# Objective
Reproduce the stretch of records from the line containing "Could you please pick out the pine" through the line containing "(1150, 258)", substituting "groomed snow ridge" for "packed snow ridge" and keeping all other text the same.
━━━ Provided information
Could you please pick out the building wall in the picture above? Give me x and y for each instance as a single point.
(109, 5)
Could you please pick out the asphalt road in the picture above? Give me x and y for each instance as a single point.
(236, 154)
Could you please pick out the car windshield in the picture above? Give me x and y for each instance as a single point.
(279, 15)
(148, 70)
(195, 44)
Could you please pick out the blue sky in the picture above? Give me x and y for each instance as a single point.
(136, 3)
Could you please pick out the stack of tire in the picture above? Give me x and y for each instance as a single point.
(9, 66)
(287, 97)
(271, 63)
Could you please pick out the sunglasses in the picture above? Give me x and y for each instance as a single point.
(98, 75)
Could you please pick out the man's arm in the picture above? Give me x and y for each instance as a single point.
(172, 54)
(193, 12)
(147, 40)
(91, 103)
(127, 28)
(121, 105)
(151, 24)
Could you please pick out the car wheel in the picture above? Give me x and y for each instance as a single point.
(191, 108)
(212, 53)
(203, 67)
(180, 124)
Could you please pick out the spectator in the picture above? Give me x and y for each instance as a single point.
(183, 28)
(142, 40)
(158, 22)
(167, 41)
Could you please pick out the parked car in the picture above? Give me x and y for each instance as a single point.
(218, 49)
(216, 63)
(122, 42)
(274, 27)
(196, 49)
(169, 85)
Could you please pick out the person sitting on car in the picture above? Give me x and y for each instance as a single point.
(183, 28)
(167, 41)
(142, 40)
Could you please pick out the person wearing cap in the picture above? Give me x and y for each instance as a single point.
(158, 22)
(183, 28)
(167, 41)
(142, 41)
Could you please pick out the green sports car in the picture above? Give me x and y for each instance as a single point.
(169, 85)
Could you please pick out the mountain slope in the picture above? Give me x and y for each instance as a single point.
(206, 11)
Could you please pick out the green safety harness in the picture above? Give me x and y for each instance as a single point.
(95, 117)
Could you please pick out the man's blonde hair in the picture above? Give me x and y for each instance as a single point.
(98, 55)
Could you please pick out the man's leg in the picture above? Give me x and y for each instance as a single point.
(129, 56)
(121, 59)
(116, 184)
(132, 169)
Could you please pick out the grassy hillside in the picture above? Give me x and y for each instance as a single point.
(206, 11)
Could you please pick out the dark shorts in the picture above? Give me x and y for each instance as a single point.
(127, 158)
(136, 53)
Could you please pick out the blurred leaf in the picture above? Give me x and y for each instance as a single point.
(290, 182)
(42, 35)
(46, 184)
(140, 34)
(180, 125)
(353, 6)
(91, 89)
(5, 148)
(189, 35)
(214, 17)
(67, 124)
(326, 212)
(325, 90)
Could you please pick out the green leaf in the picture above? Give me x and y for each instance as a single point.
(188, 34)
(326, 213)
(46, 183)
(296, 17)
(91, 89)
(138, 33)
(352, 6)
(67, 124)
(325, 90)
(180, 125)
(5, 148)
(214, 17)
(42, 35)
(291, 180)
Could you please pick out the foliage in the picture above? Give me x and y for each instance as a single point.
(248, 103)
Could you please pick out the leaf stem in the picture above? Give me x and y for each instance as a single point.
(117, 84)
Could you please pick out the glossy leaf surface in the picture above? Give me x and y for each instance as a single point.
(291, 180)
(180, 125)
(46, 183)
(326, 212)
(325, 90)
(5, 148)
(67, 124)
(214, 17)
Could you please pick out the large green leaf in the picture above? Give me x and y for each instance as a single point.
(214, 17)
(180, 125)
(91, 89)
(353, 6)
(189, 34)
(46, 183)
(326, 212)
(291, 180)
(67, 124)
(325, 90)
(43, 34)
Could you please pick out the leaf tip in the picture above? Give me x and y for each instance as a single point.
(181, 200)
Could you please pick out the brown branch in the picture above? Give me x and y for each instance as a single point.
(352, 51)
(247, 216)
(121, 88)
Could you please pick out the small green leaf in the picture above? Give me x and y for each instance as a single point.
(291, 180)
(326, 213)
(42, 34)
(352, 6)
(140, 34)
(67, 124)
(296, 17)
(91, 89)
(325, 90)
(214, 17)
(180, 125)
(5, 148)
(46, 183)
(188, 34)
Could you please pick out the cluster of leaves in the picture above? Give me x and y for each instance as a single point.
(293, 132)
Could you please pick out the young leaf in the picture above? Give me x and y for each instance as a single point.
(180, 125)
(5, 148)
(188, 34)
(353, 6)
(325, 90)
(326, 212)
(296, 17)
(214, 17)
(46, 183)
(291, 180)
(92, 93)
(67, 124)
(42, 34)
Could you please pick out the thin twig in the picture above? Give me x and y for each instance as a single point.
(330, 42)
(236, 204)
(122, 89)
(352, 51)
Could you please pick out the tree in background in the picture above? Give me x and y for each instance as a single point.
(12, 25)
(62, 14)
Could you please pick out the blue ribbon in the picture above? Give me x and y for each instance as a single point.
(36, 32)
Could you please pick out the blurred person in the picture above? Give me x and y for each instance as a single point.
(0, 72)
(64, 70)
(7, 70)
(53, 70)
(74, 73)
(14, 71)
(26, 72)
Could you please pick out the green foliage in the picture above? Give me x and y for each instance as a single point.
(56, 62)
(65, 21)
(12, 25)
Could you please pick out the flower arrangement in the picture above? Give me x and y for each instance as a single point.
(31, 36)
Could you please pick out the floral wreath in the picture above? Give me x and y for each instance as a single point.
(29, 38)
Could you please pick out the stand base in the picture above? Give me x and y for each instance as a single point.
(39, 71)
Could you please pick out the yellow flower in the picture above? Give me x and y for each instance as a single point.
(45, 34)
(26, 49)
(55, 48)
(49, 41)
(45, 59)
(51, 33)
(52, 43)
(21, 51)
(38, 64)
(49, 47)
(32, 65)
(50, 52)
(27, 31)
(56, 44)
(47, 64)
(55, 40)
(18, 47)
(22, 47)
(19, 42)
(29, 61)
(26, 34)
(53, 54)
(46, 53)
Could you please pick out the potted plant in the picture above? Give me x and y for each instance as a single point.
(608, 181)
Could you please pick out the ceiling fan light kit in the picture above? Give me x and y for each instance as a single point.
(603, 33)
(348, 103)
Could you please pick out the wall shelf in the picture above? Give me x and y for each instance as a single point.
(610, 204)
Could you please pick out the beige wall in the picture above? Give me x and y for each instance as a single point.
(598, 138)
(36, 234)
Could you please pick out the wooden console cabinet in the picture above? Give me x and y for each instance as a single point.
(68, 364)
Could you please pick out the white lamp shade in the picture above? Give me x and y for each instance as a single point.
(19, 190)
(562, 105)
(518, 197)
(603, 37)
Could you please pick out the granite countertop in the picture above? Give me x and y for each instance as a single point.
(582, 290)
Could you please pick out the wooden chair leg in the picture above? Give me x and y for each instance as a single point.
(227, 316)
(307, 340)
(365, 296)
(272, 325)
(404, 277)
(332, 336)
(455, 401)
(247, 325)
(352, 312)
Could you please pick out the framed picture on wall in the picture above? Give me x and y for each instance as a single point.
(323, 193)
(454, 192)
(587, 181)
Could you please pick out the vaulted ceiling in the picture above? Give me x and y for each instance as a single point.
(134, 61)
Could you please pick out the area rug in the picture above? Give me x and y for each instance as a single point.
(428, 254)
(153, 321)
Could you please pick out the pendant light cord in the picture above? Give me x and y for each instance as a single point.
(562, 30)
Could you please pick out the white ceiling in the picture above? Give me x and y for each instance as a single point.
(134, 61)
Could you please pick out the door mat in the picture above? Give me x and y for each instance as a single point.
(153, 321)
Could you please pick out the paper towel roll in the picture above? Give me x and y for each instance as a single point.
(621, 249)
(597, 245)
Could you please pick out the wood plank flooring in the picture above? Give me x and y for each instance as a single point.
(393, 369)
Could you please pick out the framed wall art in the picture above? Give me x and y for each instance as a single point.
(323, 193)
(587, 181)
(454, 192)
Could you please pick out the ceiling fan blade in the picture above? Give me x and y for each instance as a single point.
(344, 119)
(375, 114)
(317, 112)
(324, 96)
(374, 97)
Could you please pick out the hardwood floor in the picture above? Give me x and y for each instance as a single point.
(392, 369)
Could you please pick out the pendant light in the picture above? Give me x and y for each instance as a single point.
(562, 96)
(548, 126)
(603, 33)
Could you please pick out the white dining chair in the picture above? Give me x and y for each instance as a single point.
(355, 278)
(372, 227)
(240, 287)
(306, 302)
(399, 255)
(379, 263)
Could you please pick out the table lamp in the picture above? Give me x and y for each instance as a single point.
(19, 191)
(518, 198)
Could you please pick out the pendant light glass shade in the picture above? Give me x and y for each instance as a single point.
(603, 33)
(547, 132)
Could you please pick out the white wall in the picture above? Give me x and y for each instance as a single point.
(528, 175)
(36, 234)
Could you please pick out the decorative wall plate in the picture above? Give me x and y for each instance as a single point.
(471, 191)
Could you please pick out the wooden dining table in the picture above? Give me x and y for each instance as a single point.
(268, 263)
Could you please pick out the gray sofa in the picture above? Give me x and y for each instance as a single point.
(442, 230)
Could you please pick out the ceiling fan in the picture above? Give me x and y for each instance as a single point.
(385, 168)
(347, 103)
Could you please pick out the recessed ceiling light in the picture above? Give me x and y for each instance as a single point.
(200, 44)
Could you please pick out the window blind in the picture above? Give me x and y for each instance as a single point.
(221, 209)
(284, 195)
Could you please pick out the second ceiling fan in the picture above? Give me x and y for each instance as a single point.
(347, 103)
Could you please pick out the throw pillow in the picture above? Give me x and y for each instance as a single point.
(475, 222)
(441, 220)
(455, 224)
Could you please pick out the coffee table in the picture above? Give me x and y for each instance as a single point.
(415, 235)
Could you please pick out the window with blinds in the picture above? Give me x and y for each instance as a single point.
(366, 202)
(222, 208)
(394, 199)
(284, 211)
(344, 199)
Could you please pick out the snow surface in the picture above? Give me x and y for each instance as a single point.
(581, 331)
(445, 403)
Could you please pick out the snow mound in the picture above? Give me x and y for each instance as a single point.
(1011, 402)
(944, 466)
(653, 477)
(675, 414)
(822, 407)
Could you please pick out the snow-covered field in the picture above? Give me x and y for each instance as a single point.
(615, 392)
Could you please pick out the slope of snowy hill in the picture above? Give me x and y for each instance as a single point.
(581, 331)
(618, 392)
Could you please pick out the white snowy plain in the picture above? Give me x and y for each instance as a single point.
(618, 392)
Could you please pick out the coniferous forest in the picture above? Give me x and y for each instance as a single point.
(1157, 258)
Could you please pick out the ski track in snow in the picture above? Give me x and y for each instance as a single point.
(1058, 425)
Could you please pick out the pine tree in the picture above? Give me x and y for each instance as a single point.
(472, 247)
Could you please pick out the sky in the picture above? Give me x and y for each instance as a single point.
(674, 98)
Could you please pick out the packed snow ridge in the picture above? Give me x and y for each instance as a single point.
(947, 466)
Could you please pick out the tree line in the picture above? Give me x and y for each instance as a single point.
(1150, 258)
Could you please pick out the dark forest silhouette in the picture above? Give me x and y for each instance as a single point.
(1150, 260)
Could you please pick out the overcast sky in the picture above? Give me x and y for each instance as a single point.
━━━━━━
# Response to this exercise
Could you please pick out the pine tree in the picture above? Give me x and y for each instance as a single point.
(472, 247)
Could you please pick out the sky in the picture above? Give me x and y for each instance as a single point.
(674, 98)
Could you please pick out the groomed snow ridge in the picture above? Give me x and y for each instance as a single point.
(947, 466)
Could you please pick out the tree line in the picture above? Give me x and y for each instance as a single point.
(1150, 258)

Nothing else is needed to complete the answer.